◆ **Your goal**
Please show every line in the records below that contains the word "flower", copying each such line in full. Match case exactly.

◆ **Available data**
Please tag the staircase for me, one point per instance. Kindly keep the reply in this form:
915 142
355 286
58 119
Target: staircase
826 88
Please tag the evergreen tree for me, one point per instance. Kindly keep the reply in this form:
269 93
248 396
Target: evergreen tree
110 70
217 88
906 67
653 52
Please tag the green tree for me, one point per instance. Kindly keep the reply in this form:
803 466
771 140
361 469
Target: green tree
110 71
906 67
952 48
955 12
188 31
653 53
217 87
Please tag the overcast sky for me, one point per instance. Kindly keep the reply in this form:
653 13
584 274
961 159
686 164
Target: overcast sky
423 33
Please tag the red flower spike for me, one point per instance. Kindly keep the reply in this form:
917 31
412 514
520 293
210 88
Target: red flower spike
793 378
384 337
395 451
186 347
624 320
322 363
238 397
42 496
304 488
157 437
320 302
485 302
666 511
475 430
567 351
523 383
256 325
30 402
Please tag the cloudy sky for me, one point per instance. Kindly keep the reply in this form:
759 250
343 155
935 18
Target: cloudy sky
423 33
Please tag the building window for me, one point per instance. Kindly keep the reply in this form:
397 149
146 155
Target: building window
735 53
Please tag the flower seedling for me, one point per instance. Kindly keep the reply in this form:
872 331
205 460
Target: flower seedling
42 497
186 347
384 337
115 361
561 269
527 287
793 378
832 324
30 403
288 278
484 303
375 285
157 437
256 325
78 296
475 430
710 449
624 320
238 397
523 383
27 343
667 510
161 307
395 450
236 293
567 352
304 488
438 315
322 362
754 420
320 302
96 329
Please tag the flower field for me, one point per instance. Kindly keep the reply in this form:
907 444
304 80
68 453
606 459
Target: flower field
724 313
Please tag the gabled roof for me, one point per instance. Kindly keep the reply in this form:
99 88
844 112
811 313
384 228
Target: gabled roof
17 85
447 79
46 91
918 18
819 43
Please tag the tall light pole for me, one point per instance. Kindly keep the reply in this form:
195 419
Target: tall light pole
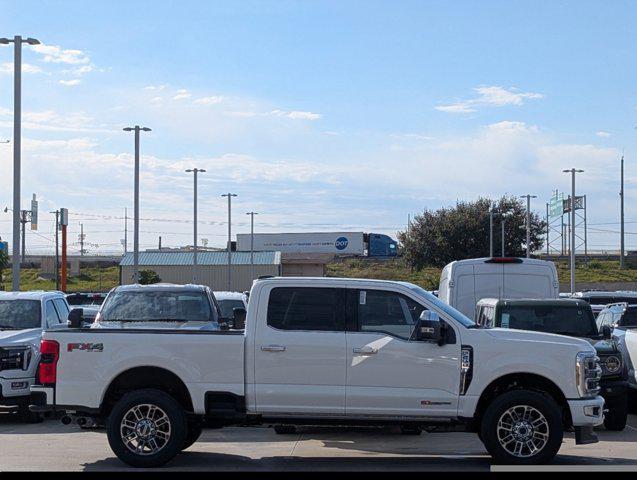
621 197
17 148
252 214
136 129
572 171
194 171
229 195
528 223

---

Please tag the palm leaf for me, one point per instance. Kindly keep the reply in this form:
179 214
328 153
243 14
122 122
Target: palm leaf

◆ **Correct answer**
Please tag the red flower spike for me, one point per instance. Kindly keep the reply in this form:
Target: red flower spike
Please tag the flower seedling for me, one point per instance. Kindly keep the reply in this form:
Target: flower seedling
Please tag the flower field for me, one point per instance. Kindly keep the reply in this form:
Target: flower field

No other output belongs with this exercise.